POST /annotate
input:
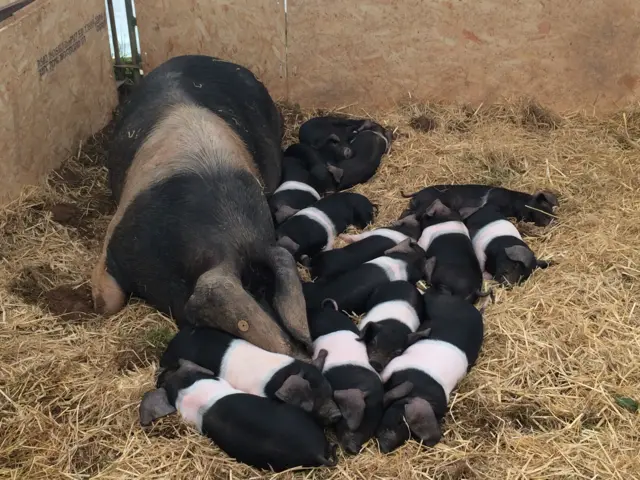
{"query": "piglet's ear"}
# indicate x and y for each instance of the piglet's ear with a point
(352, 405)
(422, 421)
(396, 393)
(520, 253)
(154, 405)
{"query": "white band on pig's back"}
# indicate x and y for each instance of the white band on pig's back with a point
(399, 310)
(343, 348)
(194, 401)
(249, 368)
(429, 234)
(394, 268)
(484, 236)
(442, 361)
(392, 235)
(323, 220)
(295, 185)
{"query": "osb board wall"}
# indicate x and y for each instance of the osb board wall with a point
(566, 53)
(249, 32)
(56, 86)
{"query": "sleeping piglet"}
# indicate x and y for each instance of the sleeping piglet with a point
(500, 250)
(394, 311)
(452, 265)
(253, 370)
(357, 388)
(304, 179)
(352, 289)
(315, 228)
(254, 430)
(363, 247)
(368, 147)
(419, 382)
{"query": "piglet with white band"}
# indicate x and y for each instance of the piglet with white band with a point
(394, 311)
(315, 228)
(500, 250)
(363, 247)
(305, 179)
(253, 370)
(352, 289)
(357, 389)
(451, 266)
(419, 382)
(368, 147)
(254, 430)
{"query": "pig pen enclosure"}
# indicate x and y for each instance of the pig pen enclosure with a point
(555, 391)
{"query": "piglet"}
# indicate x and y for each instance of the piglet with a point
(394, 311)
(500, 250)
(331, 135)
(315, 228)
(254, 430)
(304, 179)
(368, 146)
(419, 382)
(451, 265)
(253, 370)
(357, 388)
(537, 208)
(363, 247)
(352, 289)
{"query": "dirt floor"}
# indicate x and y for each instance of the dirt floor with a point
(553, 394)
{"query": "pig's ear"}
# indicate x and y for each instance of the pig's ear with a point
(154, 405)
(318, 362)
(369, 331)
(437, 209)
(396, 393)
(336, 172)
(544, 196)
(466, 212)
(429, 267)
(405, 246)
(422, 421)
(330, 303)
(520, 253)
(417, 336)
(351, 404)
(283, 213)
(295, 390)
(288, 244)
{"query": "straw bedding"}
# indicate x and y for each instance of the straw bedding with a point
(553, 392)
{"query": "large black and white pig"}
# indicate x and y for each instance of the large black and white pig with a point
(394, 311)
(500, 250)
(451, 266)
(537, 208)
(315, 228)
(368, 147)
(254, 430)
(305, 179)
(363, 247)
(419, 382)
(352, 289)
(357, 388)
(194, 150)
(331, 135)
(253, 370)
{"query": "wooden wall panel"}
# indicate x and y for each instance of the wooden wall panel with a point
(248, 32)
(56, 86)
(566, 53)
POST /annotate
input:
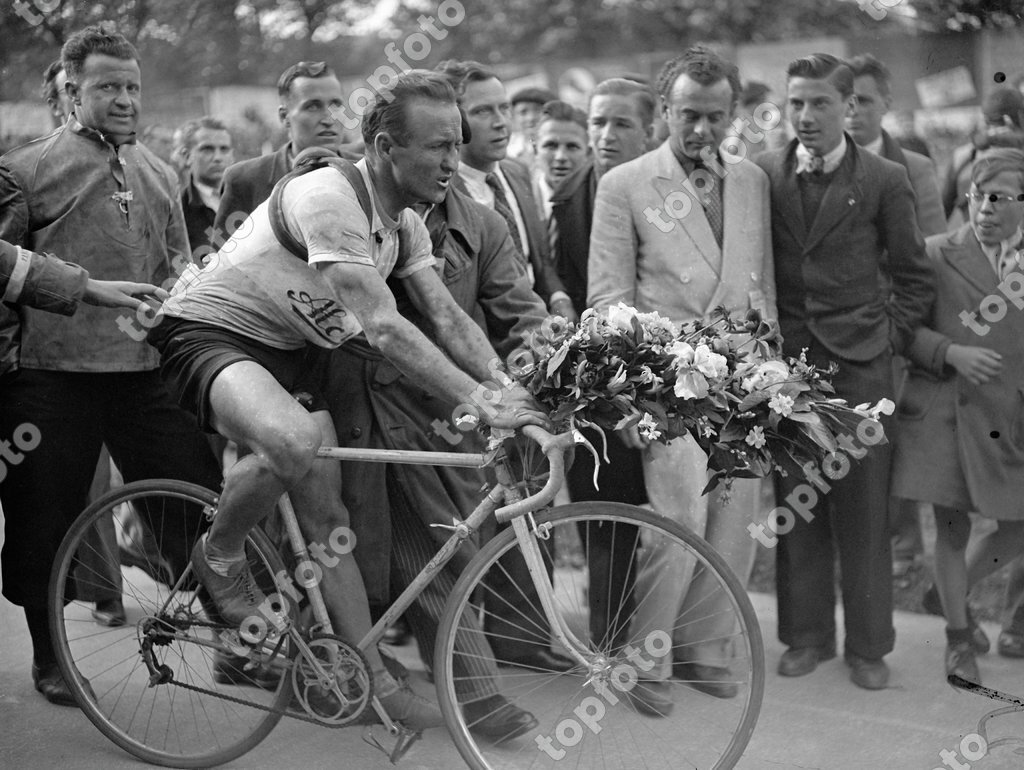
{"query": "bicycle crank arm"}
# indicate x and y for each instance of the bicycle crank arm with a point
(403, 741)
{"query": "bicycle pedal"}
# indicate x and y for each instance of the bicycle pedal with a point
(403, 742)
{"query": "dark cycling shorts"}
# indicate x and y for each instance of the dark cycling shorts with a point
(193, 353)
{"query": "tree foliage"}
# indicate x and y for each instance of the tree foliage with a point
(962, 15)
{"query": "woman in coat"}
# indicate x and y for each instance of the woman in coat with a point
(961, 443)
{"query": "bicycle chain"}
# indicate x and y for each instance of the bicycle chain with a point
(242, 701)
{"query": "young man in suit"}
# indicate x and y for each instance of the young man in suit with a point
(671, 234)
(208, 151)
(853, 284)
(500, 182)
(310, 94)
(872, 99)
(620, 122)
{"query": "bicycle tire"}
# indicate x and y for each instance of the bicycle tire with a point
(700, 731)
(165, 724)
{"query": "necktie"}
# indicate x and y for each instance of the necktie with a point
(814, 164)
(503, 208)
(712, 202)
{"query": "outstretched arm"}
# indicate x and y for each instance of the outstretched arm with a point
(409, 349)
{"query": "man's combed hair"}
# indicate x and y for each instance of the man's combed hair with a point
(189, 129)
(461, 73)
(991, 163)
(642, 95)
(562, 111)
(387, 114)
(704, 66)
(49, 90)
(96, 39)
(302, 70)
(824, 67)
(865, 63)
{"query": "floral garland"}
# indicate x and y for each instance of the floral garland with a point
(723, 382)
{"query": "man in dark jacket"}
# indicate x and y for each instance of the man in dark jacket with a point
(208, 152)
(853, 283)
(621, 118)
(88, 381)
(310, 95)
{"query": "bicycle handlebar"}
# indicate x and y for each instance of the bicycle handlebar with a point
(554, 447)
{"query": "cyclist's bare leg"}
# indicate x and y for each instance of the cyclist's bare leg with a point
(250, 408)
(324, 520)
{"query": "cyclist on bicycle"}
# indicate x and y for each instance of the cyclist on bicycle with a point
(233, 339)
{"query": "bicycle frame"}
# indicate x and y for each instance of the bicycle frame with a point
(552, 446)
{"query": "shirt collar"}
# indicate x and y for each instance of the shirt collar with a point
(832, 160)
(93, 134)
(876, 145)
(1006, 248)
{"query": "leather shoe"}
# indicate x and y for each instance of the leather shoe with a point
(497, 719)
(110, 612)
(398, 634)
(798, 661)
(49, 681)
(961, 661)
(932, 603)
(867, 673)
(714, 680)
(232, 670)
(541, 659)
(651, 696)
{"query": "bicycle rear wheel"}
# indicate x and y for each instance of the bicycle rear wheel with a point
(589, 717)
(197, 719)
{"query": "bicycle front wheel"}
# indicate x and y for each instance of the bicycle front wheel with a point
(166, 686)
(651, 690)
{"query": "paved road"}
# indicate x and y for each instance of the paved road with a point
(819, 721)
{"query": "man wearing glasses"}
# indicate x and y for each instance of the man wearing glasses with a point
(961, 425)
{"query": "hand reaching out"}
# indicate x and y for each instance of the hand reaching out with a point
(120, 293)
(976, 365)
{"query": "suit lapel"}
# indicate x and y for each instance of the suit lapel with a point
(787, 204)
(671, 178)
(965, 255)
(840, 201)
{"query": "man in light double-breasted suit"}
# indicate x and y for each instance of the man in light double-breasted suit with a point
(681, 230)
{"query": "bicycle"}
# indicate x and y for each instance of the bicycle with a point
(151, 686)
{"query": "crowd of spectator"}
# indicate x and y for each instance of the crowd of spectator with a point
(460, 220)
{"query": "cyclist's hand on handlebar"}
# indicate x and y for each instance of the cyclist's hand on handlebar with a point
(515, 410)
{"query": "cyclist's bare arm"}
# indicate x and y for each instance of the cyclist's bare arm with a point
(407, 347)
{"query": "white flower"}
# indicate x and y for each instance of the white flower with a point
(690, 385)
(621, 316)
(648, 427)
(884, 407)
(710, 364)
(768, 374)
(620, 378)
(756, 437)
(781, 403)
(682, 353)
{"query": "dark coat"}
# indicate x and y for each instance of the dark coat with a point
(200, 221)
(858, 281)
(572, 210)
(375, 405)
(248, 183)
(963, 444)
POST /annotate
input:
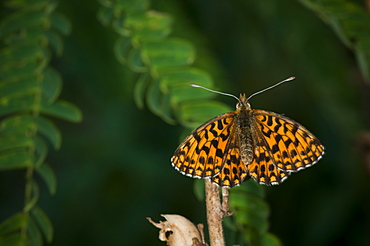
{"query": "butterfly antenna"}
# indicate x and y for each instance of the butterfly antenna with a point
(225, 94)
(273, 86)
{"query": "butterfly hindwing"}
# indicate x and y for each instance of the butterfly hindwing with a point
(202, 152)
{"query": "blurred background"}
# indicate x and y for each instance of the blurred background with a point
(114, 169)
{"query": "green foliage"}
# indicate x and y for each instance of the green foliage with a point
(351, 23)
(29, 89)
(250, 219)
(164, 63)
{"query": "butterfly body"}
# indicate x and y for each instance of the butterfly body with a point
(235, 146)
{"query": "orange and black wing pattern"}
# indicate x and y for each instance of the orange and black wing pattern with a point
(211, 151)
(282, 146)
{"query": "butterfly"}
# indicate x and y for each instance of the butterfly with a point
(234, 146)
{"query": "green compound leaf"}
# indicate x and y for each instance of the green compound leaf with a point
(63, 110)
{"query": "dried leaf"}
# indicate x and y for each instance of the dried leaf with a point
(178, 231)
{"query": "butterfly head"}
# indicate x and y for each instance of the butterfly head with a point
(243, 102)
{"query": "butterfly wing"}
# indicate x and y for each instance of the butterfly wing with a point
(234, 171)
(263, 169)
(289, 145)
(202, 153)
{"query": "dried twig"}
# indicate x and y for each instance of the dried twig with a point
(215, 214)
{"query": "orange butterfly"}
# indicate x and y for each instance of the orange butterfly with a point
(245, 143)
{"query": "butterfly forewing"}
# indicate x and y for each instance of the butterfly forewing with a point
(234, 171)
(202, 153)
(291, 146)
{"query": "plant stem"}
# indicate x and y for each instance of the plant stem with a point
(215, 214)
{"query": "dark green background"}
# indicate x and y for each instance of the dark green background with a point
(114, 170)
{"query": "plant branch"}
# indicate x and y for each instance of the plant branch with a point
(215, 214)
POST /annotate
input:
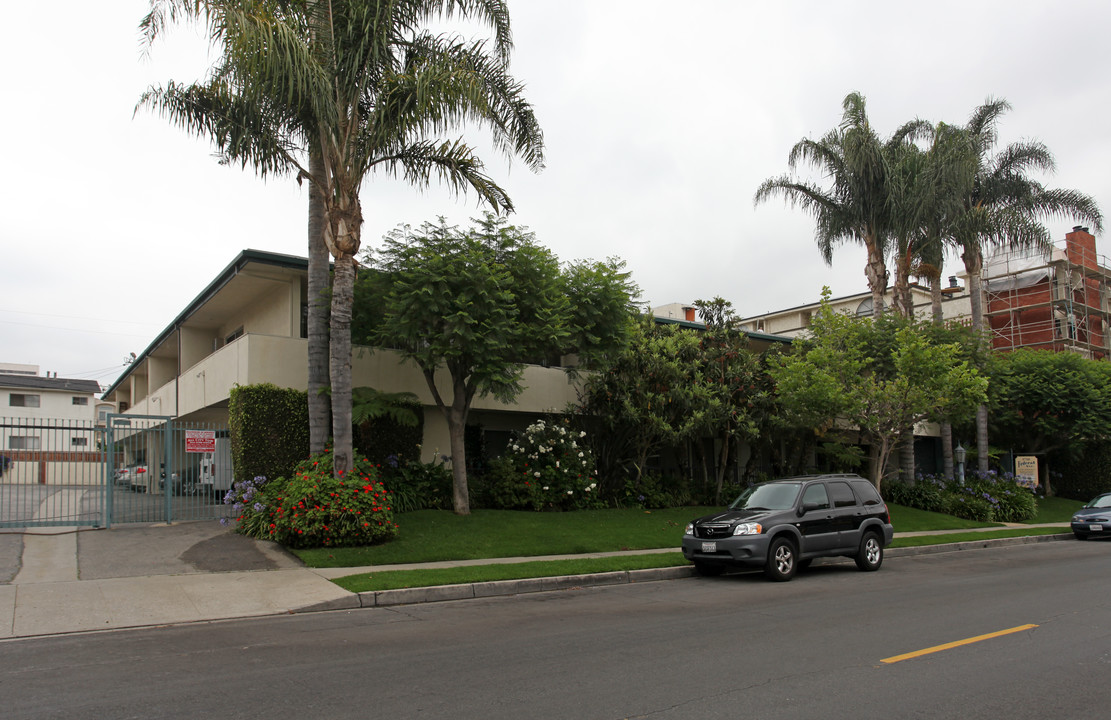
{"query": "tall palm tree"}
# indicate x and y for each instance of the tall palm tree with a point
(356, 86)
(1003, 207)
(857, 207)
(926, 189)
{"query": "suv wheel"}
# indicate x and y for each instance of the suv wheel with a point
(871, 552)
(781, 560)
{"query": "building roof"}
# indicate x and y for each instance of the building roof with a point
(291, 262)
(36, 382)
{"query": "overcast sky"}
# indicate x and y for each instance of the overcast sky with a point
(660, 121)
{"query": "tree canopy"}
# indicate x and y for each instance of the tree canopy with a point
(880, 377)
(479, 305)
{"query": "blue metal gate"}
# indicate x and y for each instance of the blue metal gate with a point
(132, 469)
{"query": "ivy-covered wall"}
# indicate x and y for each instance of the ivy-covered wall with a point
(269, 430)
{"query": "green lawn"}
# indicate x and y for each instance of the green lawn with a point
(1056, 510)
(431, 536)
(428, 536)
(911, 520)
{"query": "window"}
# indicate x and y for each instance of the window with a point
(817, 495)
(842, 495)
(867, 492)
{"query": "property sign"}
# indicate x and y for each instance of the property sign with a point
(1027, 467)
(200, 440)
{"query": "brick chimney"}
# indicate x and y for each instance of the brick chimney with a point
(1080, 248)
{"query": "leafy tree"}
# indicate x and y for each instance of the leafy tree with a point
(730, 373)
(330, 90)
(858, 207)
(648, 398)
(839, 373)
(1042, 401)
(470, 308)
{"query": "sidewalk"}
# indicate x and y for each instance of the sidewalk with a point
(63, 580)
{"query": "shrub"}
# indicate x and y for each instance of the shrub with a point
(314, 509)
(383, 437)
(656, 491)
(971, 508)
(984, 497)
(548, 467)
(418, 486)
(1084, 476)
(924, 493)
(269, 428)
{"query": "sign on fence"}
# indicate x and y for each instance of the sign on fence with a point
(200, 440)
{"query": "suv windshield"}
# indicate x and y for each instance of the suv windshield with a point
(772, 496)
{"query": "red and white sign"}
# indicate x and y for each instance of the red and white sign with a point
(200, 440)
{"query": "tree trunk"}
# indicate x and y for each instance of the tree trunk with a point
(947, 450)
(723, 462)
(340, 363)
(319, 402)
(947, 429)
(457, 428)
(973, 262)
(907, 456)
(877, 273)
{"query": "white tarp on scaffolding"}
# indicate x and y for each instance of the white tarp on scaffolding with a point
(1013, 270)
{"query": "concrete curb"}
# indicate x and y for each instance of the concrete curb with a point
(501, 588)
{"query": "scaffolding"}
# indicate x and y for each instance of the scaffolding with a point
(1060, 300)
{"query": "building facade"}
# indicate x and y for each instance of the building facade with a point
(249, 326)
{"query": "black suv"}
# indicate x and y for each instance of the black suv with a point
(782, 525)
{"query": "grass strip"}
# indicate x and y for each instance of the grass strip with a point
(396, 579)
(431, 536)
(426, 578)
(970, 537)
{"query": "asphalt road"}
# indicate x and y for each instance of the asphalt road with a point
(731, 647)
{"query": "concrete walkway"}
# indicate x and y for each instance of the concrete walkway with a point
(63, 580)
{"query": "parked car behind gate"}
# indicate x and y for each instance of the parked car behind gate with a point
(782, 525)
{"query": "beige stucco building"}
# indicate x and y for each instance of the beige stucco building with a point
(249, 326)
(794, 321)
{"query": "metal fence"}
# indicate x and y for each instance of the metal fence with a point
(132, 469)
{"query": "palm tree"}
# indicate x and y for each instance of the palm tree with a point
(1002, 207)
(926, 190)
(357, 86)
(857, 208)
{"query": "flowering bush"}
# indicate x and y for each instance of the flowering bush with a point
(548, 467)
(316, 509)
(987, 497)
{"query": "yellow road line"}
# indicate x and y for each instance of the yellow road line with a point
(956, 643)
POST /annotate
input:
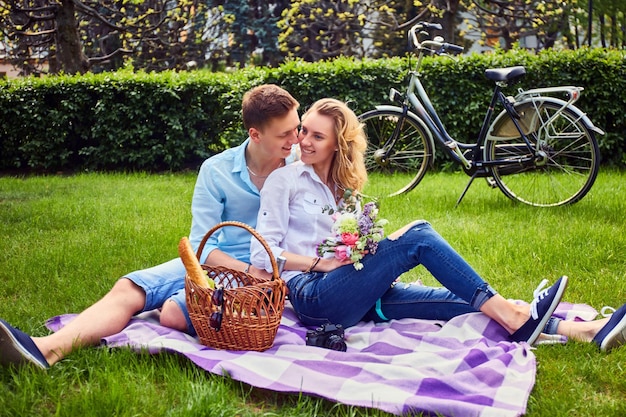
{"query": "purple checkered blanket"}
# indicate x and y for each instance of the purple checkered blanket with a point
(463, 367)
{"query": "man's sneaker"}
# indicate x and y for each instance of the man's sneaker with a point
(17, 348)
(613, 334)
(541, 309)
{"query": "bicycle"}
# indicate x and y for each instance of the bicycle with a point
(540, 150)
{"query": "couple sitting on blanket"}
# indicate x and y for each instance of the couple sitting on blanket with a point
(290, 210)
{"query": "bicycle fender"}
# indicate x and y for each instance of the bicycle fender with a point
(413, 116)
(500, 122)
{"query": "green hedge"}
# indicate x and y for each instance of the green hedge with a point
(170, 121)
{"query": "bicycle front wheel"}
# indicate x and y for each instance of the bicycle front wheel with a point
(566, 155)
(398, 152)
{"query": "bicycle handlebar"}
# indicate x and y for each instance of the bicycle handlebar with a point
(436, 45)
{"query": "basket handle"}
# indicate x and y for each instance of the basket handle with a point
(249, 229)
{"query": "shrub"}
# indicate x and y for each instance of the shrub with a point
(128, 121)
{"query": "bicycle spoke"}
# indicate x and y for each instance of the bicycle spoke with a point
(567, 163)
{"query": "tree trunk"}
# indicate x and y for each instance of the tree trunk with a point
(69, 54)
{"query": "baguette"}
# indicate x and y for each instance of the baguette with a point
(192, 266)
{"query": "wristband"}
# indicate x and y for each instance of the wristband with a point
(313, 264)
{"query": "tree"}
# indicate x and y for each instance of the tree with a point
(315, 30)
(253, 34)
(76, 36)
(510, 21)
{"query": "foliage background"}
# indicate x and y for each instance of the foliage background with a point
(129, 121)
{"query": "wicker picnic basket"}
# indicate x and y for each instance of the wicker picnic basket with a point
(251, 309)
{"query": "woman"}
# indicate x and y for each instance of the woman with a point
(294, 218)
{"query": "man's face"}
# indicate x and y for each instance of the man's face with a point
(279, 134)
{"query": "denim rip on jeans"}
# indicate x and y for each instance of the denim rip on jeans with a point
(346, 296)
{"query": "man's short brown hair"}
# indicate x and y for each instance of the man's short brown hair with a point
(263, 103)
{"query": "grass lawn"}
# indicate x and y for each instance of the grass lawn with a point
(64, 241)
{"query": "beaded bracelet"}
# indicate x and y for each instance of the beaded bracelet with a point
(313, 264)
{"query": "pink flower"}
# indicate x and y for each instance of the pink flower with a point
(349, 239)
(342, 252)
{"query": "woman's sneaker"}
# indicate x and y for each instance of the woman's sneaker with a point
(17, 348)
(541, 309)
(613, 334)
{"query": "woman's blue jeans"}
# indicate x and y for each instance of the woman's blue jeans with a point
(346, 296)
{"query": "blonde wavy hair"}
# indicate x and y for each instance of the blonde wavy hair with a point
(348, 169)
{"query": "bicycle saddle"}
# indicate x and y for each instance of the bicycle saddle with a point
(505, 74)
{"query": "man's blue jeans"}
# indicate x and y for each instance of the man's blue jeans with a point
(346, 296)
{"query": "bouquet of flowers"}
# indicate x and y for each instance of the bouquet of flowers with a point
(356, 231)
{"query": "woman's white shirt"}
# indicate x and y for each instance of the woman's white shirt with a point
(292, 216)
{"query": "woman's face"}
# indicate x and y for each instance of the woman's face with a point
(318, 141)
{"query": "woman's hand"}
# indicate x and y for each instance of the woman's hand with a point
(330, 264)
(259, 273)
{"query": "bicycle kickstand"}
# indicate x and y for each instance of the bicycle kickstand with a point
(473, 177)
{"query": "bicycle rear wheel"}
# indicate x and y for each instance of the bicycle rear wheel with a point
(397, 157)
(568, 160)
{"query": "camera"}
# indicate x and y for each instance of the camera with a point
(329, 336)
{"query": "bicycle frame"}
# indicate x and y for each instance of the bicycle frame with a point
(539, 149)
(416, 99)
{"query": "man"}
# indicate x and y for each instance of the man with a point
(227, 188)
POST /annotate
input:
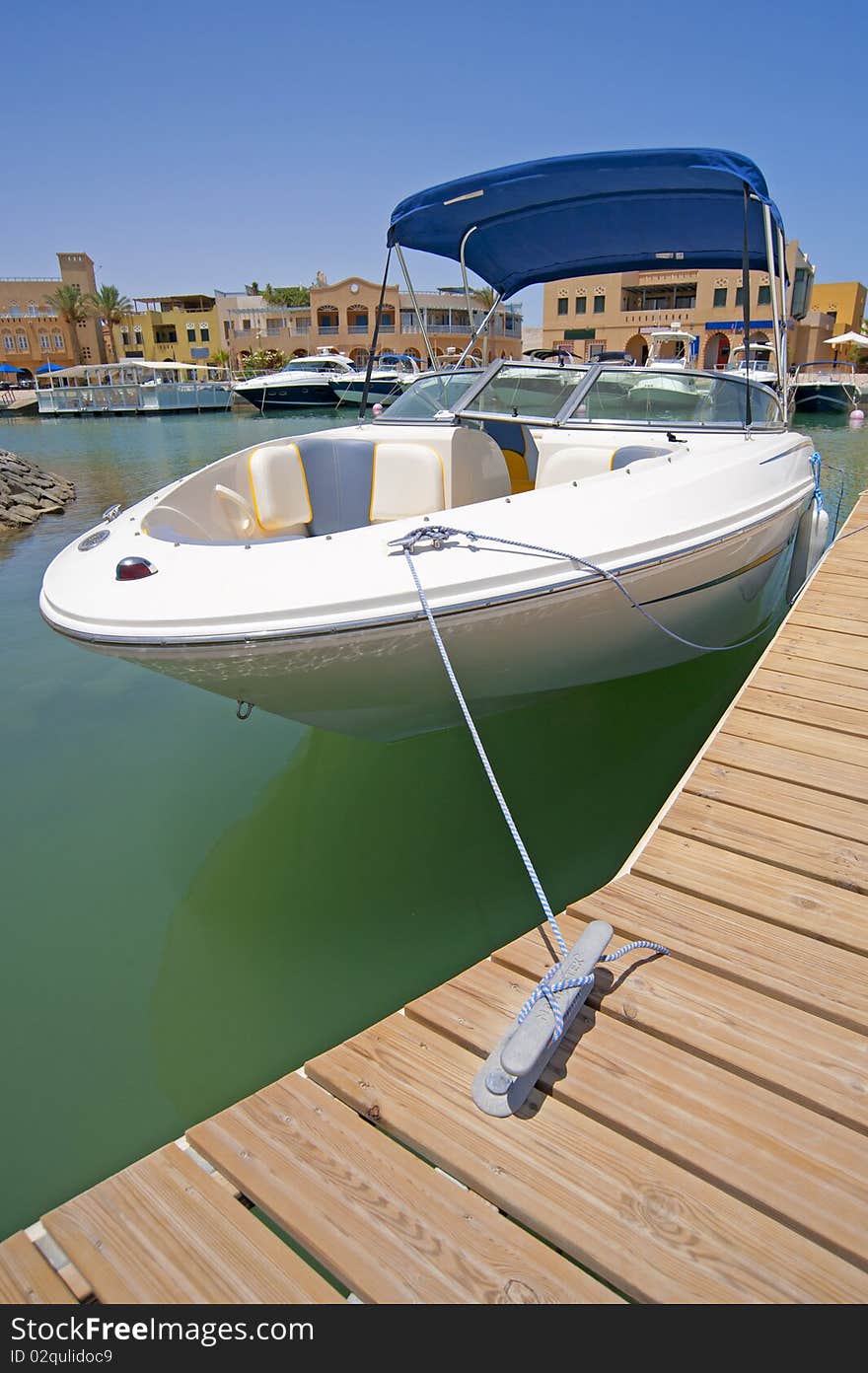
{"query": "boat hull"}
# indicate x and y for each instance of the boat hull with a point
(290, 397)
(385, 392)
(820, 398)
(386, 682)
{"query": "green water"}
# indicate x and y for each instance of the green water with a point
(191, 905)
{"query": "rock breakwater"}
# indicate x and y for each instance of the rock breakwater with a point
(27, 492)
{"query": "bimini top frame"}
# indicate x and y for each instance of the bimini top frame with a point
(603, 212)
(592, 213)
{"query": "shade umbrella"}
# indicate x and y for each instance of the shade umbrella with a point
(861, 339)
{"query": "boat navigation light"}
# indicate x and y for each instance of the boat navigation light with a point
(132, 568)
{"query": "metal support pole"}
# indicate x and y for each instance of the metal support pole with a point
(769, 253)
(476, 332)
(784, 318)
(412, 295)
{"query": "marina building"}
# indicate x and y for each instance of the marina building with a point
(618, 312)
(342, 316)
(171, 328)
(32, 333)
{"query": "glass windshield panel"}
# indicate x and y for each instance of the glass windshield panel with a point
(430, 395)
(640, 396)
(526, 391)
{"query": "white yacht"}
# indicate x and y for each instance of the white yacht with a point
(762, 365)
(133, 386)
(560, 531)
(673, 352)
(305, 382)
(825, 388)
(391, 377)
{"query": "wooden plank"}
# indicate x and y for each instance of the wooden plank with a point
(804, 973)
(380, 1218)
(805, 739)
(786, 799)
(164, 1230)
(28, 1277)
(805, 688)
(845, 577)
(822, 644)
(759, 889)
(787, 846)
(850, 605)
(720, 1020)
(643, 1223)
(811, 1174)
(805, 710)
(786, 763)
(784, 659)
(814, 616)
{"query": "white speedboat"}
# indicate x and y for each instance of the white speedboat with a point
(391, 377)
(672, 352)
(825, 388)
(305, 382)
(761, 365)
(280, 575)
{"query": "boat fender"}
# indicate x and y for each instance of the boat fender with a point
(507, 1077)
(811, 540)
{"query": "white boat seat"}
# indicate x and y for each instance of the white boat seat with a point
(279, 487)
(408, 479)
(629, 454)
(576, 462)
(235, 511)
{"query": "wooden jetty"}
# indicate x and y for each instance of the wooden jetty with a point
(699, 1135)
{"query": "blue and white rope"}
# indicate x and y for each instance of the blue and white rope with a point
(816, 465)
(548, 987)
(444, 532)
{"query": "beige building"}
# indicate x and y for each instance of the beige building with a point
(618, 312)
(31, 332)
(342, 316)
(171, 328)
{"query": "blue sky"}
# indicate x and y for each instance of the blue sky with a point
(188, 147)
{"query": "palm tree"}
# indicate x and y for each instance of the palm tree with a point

▶ [WHAT YOU HAVE TO DO]:
Pick out and copy each line of the records above that contains the word "garland".

▶ [SOLVED PROBLEM]:
{"query": "floral garland"}
# indicate x and y for each instance of the floral garland with a point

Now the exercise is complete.